(Stored data entries)
*** Block opens ***

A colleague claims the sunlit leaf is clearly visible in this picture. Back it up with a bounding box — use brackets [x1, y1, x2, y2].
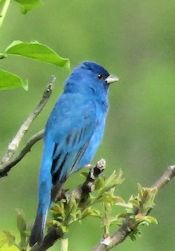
[136, 215, 158, 225]
[81, 207, 101, 219]
[95, 176, 105, 190]
[0, 238, 6, 248]
[0, 68, 28, 91]
[0, 246, 19, 251]
[3, 231, 15, 247]
[3, 40, 70, 69]
[13, 0, 42, 14]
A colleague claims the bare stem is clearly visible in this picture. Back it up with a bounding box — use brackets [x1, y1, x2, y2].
[61, 238, 69, 251]
[152, 165, 175, 190]
[0, 129, 44, 178]
[0, 76, 55, 167]
[0, 0, 11, 29]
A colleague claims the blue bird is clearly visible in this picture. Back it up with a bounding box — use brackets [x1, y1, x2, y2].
[29, 61, 119, 246]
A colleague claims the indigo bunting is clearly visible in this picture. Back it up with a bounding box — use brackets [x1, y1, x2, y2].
[29, 61, 119, 246]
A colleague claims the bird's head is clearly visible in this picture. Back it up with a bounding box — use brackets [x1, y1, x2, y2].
[64, 61, 119, 98]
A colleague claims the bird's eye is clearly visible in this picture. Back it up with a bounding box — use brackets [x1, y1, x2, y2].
[98, 74, 104, 80]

*** Block closes ***

#### Problem
The answer is to be the lines from the one holding "A colleague claims the blue" through the end of the data above, transcribed character for character, both ends included.

#### Result for this exercise
A colleague claims the blue bird is clearly visible in this picture. Back it up with a bounding box — use brackets [x1, y1, x2, y2].
[29, 61, 119, 246]
A colleague claims the indigo bunting is clearly visible in this picture. Back it up with a bounding box — use brackets [x1, y1, x2, y2].
[29, 61, 119, 246]
A colleague claims the bird's head is clearly visible in this picture. Back it up with a bounding box — use brackets [x1, y1, x2, y2].
[64, 61, 119, 98]
A colleague claims the bird's eye is clearly visible in this picture. Back it up with a bounding box — use brackets [x1, y1, x2, y2].
[98, 74, 104, 80]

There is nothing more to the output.